## SET TASK
Render the lines from the one containing "Give x and y for each instance of the grass, placing" through the end of the records, inclusive, as a Markdown table with columns "No." and "Text". Number each line in order and leave out any blank lines.

## RECORDS TO USE
==*==
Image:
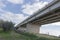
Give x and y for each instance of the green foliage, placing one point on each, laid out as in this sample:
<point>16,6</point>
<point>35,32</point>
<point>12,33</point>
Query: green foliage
<point>6,25</point>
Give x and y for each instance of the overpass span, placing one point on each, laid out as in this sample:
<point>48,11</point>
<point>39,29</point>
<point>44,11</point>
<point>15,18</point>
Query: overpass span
<point>49,14</point>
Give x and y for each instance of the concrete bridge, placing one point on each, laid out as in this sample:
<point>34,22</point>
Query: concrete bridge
<point>49,14</point>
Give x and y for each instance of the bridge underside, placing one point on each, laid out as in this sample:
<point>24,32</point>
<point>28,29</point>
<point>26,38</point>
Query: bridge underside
<point>49,18</point>
<point>50,15</point>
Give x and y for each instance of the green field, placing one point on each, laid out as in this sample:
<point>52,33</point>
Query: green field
<point>23,36</point>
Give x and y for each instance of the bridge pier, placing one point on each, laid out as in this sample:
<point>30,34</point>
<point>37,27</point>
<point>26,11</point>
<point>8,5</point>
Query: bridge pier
<point>33,28</point>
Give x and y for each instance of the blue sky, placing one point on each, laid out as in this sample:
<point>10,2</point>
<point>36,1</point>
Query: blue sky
<point>18,10</point>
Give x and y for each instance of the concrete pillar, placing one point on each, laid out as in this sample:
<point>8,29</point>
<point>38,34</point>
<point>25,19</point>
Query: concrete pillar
<point>33,28</point>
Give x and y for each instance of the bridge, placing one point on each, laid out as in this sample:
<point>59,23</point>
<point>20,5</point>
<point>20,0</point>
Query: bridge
<point>49,14</point>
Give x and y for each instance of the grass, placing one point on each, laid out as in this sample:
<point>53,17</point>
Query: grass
<point>22,36</point>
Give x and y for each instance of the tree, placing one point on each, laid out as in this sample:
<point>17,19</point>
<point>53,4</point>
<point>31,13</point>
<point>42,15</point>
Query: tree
<point>7,26</point>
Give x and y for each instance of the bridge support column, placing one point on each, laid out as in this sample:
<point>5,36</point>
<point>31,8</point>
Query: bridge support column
<point>33,28</point>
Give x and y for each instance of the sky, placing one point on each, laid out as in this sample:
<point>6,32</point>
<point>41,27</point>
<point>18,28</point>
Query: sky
<point>19,10</point>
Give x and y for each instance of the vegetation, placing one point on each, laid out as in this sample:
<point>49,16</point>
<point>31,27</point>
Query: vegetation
<point>21,36</point>
<point>9,34</point>
<point>6,25</point>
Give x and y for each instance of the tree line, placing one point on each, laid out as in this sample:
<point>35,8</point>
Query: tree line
<point>6,25</point>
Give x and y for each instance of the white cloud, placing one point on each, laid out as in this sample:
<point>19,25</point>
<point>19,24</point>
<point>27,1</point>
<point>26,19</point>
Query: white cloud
<point>16,1</point>
<point>8,16</point>
<point>2,4</point>
<point>31,8</point>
==*==
## ANSWER FOR THE TASK
| No. | Text |
|---|---|
| 1 | Give x and y for each instance of the grass, placing one point on each, laid out as in this sample: |
| 2 | <point>53,17</point> |
| 3 | Query: grass |
| 4 | <point>22,36</point> |
| 5 | Give x and y for each instance of the tree, placing one point on each, laid out as in this sample: |
| 6 | <point>17,19</point> |
| 7 | <point>53,4</point> |
| 8 | <point>31,13</point> |
| 9 | <point>42,15</point> |
| 10 | Query: tree |
| 11 | <point>7,26</point> |
| 12 | Give x and y for each instance of the bridge support column, placing one point on each, laid out as in this sample: |
| 13 | <point>5,36</point> |
| 14 | <point>31,8</point> |
| 15 | Query: bridge support column |
| 16 | <point>33,28</point> |
| 17 | Give x and y for each instance of the sky, placing one point on each, laid out as in this sample: |
| 18 | <point>6,32</point> |
| 19 | <point>41,27</point> |
| 20 | <point>18,28</point> |
| 21 | Query: sky |
| 22 | <point>19,10</point> |
| 23 | Give x and y for each instance of the vegetation, placing one point on each, laid out as in this sample: |
| 24 | <point>49,16</point> |
| 25 | <point>31,27</point> |
| 26 | Query: vegetation |
| 27 | <point>21,36</point> |
| 28 | <point>9,34</point> |
| 29 | <point>6,25</point> |
| 30 | Give x and y for each instance of the tree line, placing one point on each, laid out as in this sample: |
| 31 | <point>35,8</point> |
| 32 | Query: tree line |
| 33 | <point>6,25</point> |
| 34 | Give x and y for each instance of the white cloud, placing one point on each, laid out as in this sample: |
| 35 | <point>19,25</point> |
| 36 | <point>19,24</point> |
| 37 | <point>27,1</point> |
| 38 | <point>26,19</point> |
| 39 | Query: white cloud |
| 40 | <point>16,1</point> |
| 41 | <point>8,16</point> |
| 42 | <point>2,4</point> |
| 43 | <point>31,8</point> |